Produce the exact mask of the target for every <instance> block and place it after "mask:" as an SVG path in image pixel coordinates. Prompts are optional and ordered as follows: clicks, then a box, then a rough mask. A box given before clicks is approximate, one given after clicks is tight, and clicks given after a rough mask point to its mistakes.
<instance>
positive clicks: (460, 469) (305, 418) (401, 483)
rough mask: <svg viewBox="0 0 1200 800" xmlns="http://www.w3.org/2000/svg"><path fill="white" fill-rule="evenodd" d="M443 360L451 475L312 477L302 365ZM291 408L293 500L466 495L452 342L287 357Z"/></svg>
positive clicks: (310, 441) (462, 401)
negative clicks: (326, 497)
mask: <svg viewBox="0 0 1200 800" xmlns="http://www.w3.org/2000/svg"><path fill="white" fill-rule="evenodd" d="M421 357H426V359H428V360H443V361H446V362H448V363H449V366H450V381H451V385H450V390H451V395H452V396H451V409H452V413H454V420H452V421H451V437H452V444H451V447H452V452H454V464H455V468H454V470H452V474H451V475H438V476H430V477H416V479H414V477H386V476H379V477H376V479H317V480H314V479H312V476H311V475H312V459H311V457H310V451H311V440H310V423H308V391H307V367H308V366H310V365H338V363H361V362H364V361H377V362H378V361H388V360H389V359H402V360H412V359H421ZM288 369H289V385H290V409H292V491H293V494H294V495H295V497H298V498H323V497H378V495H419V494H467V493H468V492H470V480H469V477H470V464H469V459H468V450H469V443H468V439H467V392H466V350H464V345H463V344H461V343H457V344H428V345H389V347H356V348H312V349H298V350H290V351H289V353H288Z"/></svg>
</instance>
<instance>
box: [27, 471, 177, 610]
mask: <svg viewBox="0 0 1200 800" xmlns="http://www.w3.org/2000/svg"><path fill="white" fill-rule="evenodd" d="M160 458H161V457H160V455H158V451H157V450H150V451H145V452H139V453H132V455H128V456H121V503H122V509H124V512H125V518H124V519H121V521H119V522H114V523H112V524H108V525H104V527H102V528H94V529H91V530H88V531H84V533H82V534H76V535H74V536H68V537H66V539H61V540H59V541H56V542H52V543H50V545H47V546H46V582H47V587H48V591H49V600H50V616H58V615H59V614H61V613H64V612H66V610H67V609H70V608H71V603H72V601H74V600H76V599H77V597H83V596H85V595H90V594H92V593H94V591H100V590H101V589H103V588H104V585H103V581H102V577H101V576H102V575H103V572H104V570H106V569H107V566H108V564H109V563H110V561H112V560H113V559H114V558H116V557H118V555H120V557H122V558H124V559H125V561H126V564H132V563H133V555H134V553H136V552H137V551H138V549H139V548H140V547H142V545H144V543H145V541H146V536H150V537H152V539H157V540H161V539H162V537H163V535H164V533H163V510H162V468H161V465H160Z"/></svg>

● **Exercise prompt**: Transcribe the whole listing word for word.

● **Result below**:
Produce the exact mask of the target for every <instance> block and place it after "mask:" as an SVG path in image pixel coordinates. Prompts are optional and ordered as follows: clicks, then a box, then a rough mask. A box given before clicks is approximate, one given after clicks is tight, and clicks given after a rough mask point to its mistakes.
<instance>
positive clicks: (460, 469) (305, 418) (401, 483)
rough mask: <svg viewBox="0 0 1200 800" xmlns="http://www.w3.org/2000/svg"><path fill="white" fill-rule="evenodd" d="M443 360L451 475L312 477L302 365ZM291 408L293 500L466 495L452 342L287 357Z"/></svg>
positive clicks: (310, 441) (462, 401)
negative clicks: (326, 497)
mask: <svg viewBox="0 0 1200 800" xmlns="http://www.w3.org/2000/svg"><path fill="white" fill-rule="evenodd" d="M421 357H426V359H428V360H443V361H446V362H448V363H449V366H450V381H451V385H450V390H451V395H452V396H451V409H452V413H454V420H452V421H451V437H452V444H451V447H452V452H454V464H455V468H454V470H452V474H451V475H438V476H430V477H416V479H414V477H386V476H379V477H376V479H317V480H314V479H312V476H311V475H312V459H311V457H310V451H311V440H310V423H308V391H307V367H308V366H310V365H338V363H361V362H364V361H377V362H378V361H388V360H389V359H402V360H412V359H421ZM288 369H289V385H290V409H292V491H293V494H294V495H295V497H298V498H323V497H378V495H419V494H467V493H468V492H470V480H469V477H470V464H469V459H468V450H469V443H468V439H467V392H466V350H464V345H463V344H461V343H457V344H428V345H389V347H356V348H312V349H298V350H290V351H289V353H288Z"/></svg>
</instance>
<instance>
box: [27, 471, 177, 610]
mask: <svg viewBox="0 0 1200 800" xmlns="http://www.w3.org/2000/svg"><path fill="white" fill-rule="evenodd" d="M160 458H161V457H160V455H158V451H157V450H150V451H145V452H139V453H132V455H128V456H121V503H122V509H124V512H125V518H124V519H121V521H119V522H114V523H112V524H108V525H104V527H102V528H94V529H91V530H88V531H84V533H82V534H76V535H74V536H68V537H66V539H61V540H59V541H56V542H52V543H50V545H47V546H46V582H47V587H48V591H49V600H50V616H58V615H59V614H61V613H64V612H66V610H67V609H70V608H71V603H72V601H74V600H76V599H77V597H83V596H85V595H90V594H92V593H94V591H100V590H101V589H103V588H104V585H103V581H102V577H101V576H102V575H103V572H104V570H106V569H107V566H108V564H109V563H110V561H112V560H113V559H114V558H116V557H118V555H120V557H122V558H124V559H125V561H126V564H132V563H133V555H134V553H136V552H137V551H138V549H139V548H140V547H142V545H144V543H145V541H146V536H150V537H152V539H157V540H161V539H162V537H163V535H164V533H163V510H162V468H161V465H160Z"/></svg>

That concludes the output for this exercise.